EXERCISE TASK: Lay out the stretch of the records from the line containing "Find the wooden shingle" through the line containing "Please outline every instance of the wooden shingle", both included, as a Markdown table with a Row column for the line number and a Line column for the text, and leave out any blank lines.

+===+

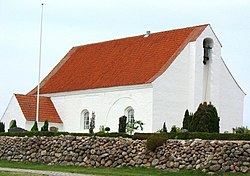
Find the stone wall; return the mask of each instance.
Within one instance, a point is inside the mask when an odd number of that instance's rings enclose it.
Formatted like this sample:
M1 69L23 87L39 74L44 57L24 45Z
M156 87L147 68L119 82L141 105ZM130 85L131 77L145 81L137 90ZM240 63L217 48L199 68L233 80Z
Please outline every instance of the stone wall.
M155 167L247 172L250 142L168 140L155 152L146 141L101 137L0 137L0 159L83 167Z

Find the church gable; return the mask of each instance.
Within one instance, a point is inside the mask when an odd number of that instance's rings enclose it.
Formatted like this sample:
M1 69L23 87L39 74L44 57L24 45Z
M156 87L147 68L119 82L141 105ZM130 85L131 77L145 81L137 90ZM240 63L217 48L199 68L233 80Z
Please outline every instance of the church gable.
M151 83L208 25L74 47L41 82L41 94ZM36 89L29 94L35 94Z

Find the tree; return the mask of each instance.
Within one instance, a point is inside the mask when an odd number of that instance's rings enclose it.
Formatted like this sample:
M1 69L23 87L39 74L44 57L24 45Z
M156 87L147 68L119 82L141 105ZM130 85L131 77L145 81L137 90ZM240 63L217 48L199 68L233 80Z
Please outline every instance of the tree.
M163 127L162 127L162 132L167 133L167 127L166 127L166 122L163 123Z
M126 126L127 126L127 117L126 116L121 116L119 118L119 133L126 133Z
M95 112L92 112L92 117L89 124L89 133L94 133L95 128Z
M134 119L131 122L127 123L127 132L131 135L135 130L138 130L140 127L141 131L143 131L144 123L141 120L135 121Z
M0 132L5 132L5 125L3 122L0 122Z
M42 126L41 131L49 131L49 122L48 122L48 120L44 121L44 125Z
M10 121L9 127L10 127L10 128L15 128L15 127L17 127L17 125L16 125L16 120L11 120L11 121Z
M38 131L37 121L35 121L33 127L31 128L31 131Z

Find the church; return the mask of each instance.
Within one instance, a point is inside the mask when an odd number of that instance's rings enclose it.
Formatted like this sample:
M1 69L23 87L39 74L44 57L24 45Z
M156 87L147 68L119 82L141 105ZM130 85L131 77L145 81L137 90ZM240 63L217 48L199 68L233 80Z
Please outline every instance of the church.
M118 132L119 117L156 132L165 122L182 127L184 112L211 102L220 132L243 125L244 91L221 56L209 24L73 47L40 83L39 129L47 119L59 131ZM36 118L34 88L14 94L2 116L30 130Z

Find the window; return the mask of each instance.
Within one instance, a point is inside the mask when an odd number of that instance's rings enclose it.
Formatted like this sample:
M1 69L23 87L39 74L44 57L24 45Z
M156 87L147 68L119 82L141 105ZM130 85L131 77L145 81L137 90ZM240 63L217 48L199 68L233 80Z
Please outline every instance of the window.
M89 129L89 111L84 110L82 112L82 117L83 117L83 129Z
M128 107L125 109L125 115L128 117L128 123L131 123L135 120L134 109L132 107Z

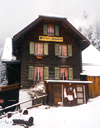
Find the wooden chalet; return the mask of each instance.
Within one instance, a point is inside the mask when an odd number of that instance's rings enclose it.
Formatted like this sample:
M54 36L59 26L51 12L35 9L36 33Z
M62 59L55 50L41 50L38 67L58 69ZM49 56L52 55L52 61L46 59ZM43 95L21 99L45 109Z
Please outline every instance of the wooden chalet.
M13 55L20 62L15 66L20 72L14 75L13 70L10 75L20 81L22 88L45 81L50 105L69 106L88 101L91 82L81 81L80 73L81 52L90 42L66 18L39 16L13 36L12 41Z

+===+

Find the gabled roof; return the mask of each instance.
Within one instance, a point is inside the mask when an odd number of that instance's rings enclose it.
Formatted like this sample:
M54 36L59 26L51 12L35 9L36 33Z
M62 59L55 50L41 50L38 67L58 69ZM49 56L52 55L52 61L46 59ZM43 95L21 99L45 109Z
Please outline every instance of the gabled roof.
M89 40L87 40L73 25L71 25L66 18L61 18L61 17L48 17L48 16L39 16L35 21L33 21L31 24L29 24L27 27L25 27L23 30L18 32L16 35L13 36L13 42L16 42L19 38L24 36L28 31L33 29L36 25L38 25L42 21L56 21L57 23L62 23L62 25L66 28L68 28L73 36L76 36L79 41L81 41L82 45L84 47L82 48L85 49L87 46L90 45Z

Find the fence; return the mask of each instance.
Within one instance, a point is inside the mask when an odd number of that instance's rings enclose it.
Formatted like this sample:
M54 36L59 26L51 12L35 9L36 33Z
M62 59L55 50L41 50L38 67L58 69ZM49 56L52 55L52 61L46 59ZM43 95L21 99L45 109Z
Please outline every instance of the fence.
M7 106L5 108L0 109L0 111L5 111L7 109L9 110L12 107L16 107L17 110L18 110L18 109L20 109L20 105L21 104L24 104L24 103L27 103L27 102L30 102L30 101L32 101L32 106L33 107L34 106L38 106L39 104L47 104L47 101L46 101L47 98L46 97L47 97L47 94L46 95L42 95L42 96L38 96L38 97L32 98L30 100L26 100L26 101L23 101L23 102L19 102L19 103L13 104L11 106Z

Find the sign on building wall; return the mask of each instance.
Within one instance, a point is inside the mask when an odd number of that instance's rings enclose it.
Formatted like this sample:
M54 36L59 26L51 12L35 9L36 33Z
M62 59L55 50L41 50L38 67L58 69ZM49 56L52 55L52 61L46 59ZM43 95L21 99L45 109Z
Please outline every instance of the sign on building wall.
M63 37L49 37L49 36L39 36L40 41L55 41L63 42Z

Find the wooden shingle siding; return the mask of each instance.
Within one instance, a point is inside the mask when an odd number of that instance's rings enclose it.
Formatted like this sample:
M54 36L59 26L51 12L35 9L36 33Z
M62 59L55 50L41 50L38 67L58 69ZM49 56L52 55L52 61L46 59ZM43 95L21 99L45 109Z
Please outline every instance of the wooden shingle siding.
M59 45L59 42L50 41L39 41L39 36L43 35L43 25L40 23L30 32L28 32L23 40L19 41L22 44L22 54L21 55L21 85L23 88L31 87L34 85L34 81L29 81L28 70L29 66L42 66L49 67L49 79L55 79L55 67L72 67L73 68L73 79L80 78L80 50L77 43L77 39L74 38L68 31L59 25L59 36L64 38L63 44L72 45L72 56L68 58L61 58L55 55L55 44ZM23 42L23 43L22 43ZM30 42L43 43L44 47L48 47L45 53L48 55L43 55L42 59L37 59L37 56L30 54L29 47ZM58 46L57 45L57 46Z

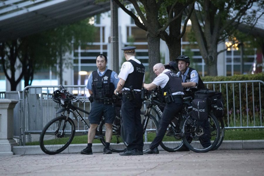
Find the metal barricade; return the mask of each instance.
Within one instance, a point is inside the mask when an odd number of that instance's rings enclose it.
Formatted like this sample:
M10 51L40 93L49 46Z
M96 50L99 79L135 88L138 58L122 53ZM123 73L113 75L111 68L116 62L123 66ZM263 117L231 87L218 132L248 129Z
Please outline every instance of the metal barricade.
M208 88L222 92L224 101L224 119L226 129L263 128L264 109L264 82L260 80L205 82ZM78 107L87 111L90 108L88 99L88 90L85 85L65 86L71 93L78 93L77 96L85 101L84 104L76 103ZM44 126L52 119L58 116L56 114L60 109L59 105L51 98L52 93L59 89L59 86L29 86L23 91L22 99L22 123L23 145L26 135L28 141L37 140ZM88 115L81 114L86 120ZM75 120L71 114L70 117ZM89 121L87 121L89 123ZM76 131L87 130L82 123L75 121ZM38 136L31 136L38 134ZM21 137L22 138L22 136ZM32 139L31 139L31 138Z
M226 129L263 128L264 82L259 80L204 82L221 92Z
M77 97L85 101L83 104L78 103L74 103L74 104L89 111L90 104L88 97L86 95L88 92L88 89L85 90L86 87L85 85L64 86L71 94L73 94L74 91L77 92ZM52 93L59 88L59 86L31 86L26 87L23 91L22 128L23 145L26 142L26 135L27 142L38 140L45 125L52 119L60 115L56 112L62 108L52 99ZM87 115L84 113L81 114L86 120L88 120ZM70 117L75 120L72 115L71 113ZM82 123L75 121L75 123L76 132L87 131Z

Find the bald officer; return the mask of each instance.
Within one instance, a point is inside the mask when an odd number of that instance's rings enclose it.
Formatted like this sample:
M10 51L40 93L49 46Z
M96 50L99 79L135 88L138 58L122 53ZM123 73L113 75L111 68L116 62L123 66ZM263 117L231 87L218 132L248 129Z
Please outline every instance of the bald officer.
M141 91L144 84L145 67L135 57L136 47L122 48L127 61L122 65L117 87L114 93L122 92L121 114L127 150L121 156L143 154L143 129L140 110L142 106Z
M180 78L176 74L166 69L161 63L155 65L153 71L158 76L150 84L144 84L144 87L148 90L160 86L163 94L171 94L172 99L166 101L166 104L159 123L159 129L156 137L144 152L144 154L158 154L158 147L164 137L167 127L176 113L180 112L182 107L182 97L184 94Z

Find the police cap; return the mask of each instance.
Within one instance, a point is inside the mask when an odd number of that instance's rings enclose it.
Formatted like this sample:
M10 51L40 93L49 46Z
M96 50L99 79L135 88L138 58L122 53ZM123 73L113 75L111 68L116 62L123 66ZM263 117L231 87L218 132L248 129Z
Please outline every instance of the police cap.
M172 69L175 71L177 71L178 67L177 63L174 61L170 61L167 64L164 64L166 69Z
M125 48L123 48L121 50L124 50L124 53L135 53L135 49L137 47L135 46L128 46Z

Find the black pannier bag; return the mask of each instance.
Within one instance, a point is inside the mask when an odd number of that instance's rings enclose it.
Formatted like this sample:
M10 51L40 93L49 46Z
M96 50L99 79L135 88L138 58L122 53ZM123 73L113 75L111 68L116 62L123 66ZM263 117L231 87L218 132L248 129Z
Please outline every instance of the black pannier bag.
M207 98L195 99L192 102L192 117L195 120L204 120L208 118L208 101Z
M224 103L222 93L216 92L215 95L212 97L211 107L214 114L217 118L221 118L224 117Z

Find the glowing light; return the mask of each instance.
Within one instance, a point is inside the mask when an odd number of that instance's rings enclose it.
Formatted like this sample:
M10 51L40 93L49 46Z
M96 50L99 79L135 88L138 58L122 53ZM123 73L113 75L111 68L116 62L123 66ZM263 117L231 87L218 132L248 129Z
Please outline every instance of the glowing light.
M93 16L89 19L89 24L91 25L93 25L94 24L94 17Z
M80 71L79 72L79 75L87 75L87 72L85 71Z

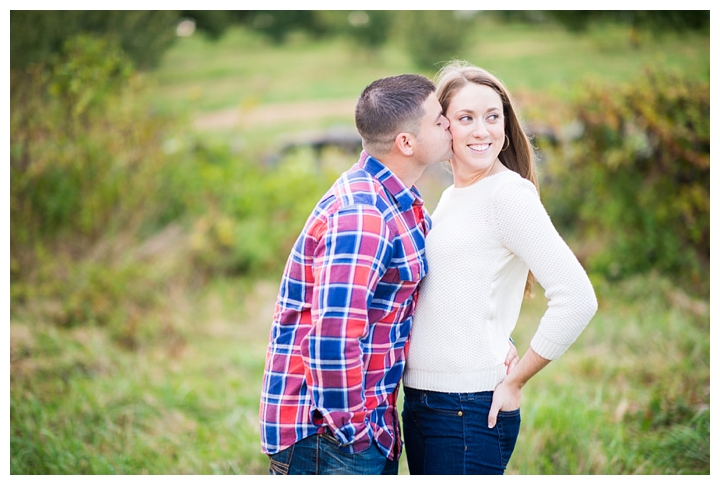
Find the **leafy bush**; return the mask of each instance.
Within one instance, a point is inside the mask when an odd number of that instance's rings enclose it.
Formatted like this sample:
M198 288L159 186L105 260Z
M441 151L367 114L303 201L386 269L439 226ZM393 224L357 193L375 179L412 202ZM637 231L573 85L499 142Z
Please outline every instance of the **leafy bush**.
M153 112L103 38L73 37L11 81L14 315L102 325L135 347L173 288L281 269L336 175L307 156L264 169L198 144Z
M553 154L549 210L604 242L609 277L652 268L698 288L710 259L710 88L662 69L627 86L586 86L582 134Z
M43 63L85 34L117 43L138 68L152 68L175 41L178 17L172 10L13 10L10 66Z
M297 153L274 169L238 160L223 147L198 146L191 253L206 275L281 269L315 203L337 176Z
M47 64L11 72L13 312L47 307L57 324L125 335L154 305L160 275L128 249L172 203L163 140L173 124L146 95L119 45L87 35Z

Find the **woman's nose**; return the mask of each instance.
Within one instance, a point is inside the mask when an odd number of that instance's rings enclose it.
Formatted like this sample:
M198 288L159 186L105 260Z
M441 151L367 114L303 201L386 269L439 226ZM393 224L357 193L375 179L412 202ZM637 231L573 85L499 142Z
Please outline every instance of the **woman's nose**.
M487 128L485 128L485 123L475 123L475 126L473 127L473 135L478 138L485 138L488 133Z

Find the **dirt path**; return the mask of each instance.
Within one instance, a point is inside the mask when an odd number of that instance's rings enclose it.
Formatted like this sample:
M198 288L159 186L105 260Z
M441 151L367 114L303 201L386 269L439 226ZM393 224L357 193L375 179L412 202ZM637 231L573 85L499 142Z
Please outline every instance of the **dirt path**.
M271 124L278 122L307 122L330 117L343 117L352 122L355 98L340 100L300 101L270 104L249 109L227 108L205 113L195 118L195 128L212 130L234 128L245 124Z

+===+

COMPLETED EXERCISE:
| Row | Line |
|---|---|
| 1 | Find the wooden shingle siding; return the mask of each instance. |
| 2 | Within one instance, a point is inside the mask when an odd number of that instance's rings enclose it. |
| 3 | Formatted like this sample: |
| 4 | M54 36L59 26L51 12L35 9L36 33Z |
| 5 | M62 59L55 50L41 50L38 67L58 69ZM49 56L52 55L52 61L46 59ZM43 95L21 99L45 109Z |
| 6 | Please outline every instance of the wooden shingle siding. |